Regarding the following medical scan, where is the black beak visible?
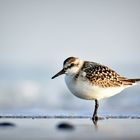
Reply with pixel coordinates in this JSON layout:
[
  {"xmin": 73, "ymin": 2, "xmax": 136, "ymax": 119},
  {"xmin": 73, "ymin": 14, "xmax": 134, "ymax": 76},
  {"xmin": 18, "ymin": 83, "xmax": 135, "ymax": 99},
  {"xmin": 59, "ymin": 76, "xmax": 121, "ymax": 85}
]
[{"xmin": 51, "ymin": 69, "xmax": 65, "ymax": 79}]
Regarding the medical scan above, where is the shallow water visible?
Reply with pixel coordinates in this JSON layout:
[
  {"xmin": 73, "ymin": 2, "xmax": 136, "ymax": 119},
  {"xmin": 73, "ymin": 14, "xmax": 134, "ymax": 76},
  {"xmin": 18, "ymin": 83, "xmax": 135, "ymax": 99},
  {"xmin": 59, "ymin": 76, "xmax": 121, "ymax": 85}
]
[{"xmin": 0, "ymin": 117, "xmax": 140, "ymax": 140}]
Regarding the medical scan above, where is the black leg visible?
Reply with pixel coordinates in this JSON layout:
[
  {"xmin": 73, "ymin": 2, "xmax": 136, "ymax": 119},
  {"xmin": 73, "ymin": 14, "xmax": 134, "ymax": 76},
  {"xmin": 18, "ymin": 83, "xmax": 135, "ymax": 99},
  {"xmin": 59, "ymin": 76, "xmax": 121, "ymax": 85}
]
[{"xmin": 92, "ymin": 99, "xmax": 99, "ymax": 123}]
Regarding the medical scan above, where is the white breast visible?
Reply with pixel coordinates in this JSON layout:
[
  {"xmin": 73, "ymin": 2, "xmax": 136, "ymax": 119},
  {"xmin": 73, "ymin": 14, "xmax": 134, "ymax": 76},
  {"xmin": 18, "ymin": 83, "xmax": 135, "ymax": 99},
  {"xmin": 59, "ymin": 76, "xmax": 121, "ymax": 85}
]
[{"xmin": 65, "ymin": 75, "xmax": 125, "ymax": 100}]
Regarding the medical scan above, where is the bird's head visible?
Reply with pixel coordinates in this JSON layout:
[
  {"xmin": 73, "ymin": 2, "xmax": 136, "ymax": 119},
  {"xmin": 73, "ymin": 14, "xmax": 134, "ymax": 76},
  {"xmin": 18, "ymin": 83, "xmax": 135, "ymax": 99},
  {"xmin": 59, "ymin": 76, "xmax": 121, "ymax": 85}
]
[{"xmin": 52, "ymin": 57, "xmax": 83, "ymax": 79}]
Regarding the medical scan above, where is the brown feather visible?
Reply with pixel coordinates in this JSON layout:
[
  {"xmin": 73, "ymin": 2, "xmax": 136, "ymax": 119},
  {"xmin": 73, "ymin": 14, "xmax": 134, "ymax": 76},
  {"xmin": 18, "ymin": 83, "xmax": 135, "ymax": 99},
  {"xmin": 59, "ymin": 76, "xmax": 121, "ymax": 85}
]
[{"xmin": 78, "ymin": 61, "xmax": 138, "ymax": 88}]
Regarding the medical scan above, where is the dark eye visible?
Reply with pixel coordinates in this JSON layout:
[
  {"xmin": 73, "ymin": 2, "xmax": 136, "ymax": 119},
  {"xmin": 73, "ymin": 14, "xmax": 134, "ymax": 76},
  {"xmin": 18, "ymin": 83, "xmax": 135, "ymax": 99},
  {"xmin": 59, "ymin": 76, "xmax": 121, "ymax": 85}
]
[
  {"xmin": 67, "ymin": 63, "xmax": 74, "ymax": 69},
  {"xmin": 71, "ymin": 63, "xmax": 74, "ymax": 67}
]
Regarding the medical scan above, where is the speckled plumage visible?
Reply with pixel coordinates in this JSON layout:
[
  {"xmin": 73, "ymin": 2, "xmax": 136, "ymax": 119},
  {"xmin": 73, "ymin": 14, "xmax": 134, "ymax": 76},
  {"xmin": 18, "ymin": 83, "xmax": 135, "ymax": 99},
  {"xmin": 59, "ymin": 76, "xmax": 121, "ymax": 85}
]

####

In the records above, find the lines holding "where". Copy each one.

Regarding the following medical scan, where is the black beak visible?
Regarding the medical scan above, where is the shallow water visible?
Regarding the medical scan above, where is the black leg visible?
Regarding the medical scan above, where is the white breast visible?
Regarding the medical scan above, where is the bird's head visible?
Regarding the medical scan above, where is the brown feather visible?
Regarding the medical scan above, where is the dark eye visible?
Regarding the medical scan above, where is the speckled plumage visible?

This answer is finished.